DIRECTIVE:
Restate every entry word for word.

EXTRACTED INFORMATION:
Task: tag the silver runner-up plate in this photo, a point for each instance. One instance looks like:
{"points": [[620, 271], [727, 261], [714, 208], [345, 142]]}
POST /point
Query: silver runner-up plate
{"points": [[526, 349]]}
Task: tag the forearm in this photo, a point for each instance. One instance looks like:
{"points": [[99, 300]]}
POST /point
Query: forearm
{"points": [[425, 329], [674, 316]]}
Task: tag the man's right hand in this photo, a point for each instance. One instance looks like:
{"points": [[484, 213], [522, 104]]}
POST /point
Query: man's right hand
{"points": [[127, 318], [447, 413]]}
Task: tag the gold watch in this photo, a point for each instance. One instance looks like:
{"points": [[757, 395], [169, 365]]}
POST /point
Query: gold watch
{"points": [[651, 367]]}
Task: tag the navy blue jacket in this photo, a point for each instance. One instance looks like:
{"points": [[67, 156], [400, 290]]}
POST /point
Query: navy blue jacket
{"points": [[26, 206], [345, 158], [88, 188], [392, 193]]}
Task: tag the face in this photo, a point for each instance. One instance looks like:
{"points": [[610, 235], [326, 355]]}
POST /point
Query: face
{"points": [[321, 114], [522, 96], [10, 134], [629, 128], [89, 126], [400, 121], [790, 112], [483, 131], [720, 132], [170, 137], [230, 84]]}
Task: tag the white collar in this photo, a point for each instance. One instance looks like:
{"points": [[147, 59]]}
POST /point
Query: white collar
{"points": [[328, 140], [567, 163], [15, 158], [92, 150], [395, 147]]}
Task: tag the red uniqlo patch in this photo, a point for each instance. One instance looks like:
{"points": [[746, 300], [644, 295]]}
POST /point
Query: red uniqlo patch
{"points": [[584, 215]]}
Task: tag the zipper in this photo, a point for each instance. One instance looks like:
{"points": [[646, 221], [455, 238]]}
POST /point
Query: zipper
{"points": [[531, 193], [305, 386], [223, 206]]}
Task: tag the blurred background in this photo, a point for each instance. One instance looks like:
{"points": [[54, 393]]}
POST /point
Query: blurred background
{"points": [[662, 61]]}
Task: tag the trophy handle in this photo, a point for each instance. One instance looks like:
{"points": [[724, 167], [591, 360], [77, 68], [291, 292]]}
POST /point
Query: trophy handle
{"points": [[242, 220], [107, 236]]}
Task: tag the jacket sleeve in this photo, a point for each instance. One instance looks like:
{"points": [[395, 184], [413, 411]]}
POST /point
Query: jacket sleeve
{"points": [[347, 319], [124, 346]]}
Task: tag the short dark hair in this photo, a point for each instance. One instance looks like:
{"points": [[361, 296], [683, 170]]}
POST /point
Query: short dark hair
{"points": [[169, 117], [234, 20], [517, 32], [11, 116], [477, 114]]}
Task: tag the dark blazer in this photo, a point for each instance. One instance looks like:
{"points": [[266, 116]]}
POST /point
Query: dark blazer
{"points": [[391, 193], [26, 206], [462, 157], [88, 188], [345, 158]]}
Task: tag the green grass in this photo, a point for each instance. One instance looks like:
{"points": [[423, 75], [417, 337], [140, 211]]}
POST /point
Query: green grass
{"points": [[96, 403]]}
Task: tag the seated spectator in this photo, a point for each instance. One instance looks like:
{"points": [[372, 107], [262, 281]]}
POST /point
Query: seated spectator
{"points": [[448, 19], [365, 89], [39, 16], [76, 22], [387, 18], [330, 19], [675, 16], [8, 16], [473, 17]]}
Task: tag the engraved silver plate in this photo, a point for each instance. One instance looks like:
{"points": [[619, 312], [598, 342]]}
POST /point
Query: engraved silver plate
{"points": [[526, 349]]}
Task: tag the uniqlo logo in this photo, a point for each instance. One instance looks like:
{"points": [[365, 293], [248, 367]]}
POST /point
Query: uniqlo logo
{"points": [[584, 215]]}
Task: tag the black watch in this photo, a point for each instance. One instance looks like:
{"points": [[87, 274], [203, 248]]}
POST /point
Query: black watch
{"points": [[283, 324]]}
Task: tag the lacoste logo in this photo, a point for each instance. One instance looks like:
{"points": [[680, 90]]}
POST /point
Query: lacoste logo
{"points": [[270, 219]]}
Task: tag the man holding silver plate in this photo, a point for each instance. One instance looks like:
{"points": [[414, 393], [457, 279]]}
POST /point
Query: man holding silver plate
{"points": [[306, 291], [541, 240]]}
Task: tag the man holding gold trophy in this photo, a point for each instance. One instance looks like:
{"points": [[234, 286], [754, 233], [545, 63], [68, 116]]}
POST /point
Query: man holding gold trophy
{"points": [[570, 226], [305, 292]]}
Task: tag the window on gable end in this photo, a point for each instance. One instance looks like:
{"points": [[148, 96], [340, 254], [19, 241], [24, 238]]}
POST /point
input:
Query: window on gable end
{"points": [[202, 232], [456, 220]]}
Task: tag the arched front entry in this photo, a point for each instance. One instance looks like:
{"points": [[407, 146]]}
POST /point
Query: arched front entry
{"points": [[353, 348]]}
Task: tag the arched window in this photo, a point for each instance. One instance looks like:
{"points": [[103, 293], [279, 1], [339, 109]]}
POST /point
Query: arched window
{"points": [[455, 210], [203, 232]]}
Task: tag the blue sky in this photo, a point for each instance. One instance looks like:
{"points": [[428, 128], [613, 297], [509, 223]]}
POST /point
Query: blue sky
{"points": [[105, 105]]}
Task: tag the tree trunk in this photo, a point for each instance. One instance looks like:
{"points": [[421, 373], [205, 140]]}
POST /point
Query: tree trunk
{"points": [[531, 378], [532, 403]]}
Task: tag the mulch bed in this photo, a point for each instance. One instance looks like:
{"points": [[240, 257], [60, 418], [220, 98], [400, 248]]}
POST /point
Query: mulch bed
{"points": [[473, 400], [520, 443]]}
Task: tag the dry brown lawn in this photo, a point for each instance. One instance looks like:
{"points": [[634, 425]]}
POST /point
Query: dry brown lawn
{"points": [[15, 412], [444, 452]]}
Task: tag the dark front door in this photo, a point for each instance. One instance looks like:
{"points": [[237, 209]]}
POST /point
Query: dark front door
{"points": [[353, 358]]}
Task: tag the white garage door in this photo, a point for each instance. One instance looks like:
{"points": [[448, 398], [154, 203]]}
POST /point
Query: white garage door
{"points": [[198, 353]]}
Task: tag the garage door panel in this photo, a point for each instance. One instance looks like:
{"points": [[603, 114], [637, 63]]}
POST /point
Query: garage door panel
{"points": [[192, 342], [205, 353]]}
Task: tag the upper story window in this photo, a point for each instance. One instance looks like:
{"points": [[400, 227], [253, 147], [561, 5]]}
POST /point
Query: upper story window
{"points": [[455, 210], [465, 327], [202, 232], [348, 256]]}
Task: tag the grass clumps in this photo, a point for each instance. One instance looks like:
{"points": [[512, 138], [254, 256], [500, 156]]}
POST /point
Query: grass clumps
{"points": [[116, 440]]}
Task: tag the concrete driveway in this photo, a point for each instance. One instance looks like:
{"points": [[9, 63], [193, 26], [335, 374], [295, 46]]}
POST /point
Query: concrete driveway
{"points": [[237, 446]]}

PROBLEM SOLUTION:
Task: tag the silver runner-up plate in this photo, a point for each instance. One instance looks like:
{"points": [[620, 271], [727, 261], [714, 208], [345, 142]]}
POST /point
Query: silver runner-up plate
{"points": [[526, 349]]}
Task: tag the forearm in this photo, a point for each instance. One instance looks like:
{"points": [[99, 300]]}
POST /point
Query: forearm
{"points": [[425, 329], [674, 316]]}
Task: tag the man's right hand in this photo, a point for each instance. One instance looks like:
{"points": [[484, 213], [522, 104]]}
POST /point
Query: man's right hand
{"points": [[127, 318], [447, 413]]}
Task: tag the gold watch in this photo, a point for each instance. One instance looks like:
{"points": [[757, 395], [169, 365]]}
POST /point
Query: gold watch
{"points": [[651, 367]]}
Task: tag the navy blue jacket in this photo, a point for each instance. One instance looks like:
{"points": [[67, 156], [400, 290]]}
POST /point
Query: navy blue jacket
{"points": [[26, 206], [345, 158], [88, 188], [392, 193]]}
Task: tag the face in this photo, a point for each instance. One instance looks like:
{"points": [[610, 235], [326, 355]]}
POST /point
Query: face
{"points": [[321, 114], [522, 96], [10, 134], [629, 128], [89, 126], [400, 121], [790, 112], [483, 131], [720, 132], [170, 137], [230, 84]]}
Task: tag the white collar in this photo, a point for each instance. One instance looks like:
{"points": [[147, 59]]}
POST /point
Query: white collar
{"points": [[328, 140], [567, 163], [15, 158], [92, 150], [395, 147]]}
Task: tag the red uniqlo patch in this photo, a point for each instance. One instance looks like:
{"points": [[746, 300], [644, 295]]}
POST /point
Query: red uniqlo patch
{"points": [[584, 215]]}
Task: tag the zipper in this photo, a point for each instance. One instance looks like:
{"points": [[646, 221], [455, 238]]}
POST /point
Query: zipper
{"points": [[531, 193], [305, 386], [223, 206]]}
Task: tag the blurred background in this photo, a point for each instance. One instance looks like:
{"points": [[54, 393]]}
POST /point
Query: blurred background
{"points": [[662, 61]]}
Task: tag the trophy handle in this photo, a point for each instance. One instance looks like:
{"points": [[724, 167], [591, 360], [77, 68], [291, 292]]}
POST /point
Query: trophy handle
{"points": [[242, 220], [107, 236]]}
Task: tag the jacket sleeve in this photo, a point for each instance. One instance looks like:
{"points": [[395, 184], [413, 411]]}
POST /point
Query: jacket sleeve
{"points": [[347, 319], [124, 346]]}
Task: tag the short dark hair in this photo, a point for each instance. One instance looks like:
{"points": [[361, 296], [683, 170]]}
POST /point
Query: short dark hair
{"points": [[169, 117], [234, 20], [517, 32], [11, 116], [477, 114]]}
Task: tag the dark blazer in this photo, a point for each instance. One instance looks like:
{"points": [[266, 116]]}
POST /point
Query: dark blazer
{"points": [[391, 193], [26, 206], [462, 157], [88, 188], [345, 158]]}
Task: tag the green grass in this photo, a point for each instance. One instance looks like:
{"points": [[423, 75], [417, 337], [140, 211]]}
POST /point
Query: green grass
{"points": [[96, 403]]}
Task: tag the seated spectator in this photo, a point for each instance. One instance looks like:
{"points": [[372, 107], [262, 281]]}
POST /point
Query: seated spectator
{"points": [[448, 19], [365, 89], [39, 16], [76, 22], [387, 18], [330, 19], [675, 16], [8, 16], [473, 17]]}
Task: tag the engraved silver plate in this photo, a point for each instance. One instance looks like:
{"points": [[619, 312], [598, 342]]}
POST /point
Query: engraved silver plate
{"points": [[526, 349]]}
Task: tag the uniqlo logo in this photo, a point for each instance. One instance looks like:
{"points": [[365, 293], [248, 367]]}
POST /point
Query: uniqlo logo
{"points": [[584, 215]]}
Task: tag the black watch in this photo, a point for each instance. One instance looks like:
{"points": [[87, 274], [203, 248]]}
POST /point
Query: black watch
{"points": [[283, 324]]}
Task: tag the lacoste logo in this photo, a point for each instance. One instance looks like:
{"points": [[680, 90]]}
POST /point
Query: lacoste logo
{"points": [[270, 219]]}
Task: tag the man holding silver plate in this photo, a point for each instance. One instance looks like:
{"points": [[414, 393], [457, 279]]}
POST /point
Query: man holding silver plate
{"points": [[306, 291], [541, 240]]}
Task: tag the man holding gold trophy in this photo, a point for each instance. One instance looks like:
{"points": [[234, 286], [754, 233], [545, 63], [68, 116]]}
POST /point
Query: man holding gold trophy
{"points": [[570, 226], [305, 292]]}
Task: tag the window on gable end in this photo, a point for each instance. One instance looks like:
{"points": [[148, 96], [340, 254], [19, 241], [24, 238]]}
POST /point
input:
Query: window on gable end
{"points": [[202, 232], [456, 220]]}
Task: tag the arched front entry in this photo, a point for each instance. One instance looks like:
{"points": [[407, 146]]}
POST /point
Query: arched front entry
{"points": [[353, 348]]}
Task: tag the arched window in this photo, a point for each instance. One instance looks like:
{"points": [[103, 293], [279, 1], [339, 109]]}
POST /point
Query: arched window
{"points": [[455, 210], [203, 232]]}
Task: tag the blue sky in this photo, a point for each instance. One instance looks like:
{"points": [[428, 128], [613, 297], [509, 223]]}
POST /point
Query: blue sky
{"points": [[105, 105]]}
Task: tag the tree trunk in this photo, a point for each instance. One instance looks like:
{"points": [[421, 373], [205, 140]]}
POST /point
Query: tree trunk
{"points": [[531, 378], [532, 403]]}
Task: tag the mulch bed in this photo, a point for each instance. One instance looks like:
{"points": [[240, 257], [60, 418], [220, 98], [400, 248]]}
POST /point
Query: mulch bed
{"points": [[473, 400], [520, 443]]}
Task: tag the dry brown lawn in this photo, a point for each instance. One instance looks like:
{"points": [[634, 425]]}
POST /point
Query: dry brown lawn
{"points": [[15, 412], [444, 452]]}
Task: tag the dark front door in this photo, a point for each instance. One instance looks like:
{"points": [[237, 209]]}
POST /point
Query: dark front door
{"points": [[353, 358]]}
Task: tag the white garage door in this photo, a point for each instance. One instance looks like:
{"points": [[448, 398], [154, 203]]}
POST /point
Query: white garage door
{"points": [[198, 353]]}
Task: tag the garage door panel in this photo, a point for each instance. One instance looks like:
{"points": [[603, 114], [637, 63]]}
POST /point
Query: garage door panel
{"points": [[192, 342], [205, 353]]}
Task: tag the upper story window in this photo, a point for each instance. One instance looks like:
{"points": [[400, 227], [253, 147], [561, 5]]}
POST /point
Query: upper story window
{"points": [[455, 210], [465, 327], [202, 232], [348, 256]]}
Task: tag the grass clumps in this photo, a point for each instance. One instance looks like:
{"points": [[512, 138], [254, 256], [500, 156]]}
POST /point
Query: grass clumps
{"points": [[116, 440]]}
Task: tag the concrete driveway in this photo, a point for each instance. One instance looks like:
{"points": [[9, 63], [193, 26], [335, 374], [295, 46]]}
POST /point
Query: concrete driveway
{"points": [[237, 446]]}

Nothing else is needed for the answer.